YOUR GOAL:
Write out all records as given; omit images.

(Records from a data collection)
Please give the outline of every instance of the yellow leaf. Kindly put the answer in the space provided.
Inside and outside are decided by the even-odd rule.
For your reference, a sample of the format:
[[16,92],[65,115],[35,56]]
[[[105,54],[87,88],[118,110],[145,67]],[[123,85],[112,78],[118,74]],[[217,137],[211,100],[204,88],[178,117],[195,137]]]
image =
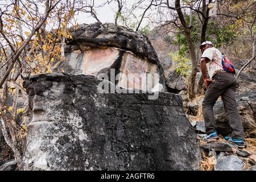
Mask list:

FINISHED ANSWER:
Please give the outline of every instance of the yellow leaf. Kindly put the answer in the space provided.
Inside and outside are decided by the even-odd rule.
For your reference, a sample of the format:
[[16,92],[65,115],[35,56]]
[[[105,54],[87,88],[118,110],[145,67]],[[123,85],[112,78],[118,74]],[[217,137],[211,100],[204,88],[178,117],[195,137]]]
image =
Mask list:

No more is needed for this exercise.